## Task to carry out
Find each line in the entries below that contains the word "metal", and copy those lines.

## Material for this exercise
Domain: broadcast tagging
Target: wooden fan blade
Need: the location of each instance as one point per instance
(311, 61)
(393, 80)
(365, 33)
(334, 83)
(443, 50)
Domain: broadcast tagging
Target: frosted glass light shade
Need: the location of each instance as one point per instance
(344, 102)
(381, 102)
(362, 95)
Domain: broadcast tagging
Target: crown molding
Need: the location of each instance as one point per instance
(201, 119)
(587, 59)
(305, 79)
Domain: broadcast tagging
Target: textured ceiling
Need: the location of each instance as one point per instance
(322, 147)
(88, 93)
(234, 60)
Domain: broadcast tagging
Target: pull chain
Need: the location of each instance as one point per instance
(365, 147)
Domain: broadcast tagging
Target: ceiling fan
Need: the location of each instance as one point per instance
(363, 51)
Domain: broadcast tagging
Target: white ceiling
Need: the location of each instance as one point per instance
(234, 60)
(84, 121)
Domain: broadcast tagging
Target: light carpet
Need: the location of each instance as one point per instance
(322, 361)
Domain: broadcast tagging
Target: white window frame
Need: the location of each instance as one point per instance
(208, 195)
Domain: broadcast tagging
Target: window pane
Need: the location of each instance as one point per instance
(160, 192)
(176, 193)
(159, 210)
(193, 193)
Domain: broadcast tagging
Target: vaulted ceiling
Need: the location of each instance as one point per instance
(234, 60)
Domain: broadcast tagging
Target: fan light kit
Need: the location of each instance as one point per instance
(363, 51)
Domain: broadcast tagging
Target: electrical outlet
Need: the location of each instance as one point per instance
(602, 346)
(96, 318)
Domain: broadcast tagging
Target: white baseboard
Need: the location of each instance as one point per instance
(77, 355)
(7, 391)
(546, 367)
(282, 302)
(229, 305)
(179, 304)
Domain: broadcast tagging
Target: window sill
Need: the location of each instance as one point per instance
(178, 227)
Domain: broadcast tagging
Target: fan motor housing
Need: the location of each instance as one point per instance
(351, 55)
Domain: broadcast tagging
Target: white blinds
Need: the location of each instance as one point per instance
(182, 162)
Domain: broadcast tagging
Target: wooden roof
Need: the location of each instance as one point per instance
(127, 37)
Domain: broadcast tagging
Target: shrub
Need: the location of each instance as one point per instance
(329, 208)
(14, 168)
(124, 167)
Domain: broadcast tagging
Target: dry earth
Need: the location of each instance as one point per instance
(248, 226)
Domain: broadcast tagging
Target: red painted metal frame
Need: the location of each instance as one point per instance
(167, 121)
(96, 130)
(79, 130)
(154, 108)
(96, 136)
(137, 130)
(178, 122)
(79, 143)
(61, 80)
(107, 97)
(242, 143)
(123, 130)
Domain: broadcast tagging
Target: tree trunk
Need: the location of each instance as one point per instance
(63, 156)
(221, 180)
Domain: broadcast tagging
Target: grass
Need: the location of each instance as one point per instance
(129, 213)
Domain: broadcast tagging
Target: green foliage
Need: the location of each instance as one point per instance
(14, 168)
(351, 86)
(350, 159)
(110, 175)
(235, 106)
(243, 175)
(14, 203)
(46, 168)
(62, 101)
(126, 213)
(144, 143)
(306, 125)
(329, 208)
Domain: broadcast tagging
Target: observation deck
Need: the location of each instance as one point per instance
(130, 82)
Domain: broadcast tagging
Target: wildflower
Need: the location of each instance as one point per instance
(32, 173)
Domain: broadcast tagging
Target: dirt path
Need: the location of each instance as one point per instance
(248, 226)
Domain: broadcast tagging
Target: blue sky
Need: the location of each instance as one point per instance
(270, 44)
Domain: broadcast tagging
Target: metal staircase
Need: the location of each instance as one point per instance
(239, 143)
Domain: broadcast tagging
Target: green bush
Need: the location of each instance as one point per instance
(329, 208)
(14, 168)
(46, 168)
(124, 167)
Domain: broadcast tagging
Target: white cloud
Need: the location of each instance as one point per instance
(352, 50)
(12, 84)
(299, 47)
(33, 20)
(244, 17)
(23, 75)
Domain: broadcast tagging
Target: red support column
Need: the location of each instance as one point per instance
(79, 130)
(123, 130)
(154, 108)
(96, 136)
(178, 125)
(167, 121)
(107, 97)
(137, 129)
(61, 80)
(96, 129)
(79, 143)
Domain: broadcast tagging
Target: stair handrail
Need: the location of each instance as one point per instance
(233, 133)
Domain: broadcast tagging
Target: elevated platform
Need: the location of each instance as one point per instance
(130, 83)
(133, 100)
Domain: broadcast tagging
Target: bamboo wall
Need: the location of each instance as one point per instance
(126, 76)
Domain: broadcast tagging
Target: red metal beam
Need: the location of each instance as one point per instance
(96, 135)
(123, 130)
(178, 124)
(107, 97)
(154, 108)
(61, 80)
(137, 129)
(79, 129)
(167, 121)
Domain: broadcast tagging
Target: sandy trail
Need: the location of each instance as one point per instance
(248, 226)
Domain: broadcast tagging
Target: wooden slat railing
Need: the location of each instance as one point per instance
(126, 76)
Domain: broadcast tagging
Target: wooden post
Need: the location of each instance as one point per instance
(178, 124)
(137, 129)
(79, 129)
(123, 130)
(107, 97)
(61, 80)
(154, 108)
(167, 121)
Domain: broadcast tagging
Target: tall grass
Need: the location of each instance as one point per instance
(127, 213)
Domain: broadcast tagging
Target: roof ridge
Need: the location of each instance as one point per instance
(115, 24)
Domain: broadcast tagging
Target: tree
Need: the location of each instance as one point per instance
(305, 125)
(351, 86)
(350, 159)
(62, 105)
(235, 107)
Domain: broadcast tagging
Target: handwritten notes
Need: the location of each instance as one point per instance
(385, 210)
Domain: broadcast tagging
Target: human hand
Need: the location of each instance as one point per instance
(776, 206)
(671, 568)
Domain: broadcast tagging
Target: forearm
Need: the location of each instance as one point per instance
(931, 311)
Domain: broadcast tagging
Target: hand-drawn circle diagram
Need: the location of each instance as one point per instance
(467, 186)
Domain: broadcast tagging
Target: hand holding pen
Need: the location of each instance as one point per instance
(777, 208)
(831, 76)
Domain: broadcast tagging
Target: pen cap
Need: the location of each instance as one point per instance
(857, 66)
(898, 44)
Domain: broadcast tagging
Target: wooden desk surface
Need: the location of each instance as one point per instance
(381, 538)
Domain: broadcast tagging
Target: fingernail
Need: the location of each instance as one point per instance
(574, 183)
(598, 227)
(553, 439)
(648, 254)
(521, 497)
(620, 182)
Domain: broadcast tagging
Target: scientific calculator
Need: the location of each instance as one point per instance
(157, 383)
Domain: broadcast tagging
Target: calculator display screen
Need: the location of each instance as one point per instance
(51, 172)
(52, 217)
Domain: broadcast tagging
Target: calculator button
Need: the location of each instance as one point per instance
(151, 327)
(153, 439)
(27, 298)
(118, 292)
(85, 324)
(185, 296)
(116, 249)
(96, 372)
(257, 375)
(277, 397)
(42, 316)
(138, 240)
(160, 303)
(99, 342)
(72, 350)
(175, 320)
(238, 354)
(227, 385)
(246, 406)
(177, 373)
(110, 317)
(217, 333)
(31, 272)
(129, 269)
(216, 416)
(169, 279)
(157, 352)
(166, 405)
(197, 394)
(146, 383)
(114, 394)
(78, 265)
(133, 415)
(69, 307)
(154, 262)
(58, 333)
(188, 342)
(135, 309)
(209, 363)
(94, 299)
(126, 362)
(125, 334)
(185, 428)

## Output below
Target: red painted metal frame
Target: metal staircase
Target: red metal beam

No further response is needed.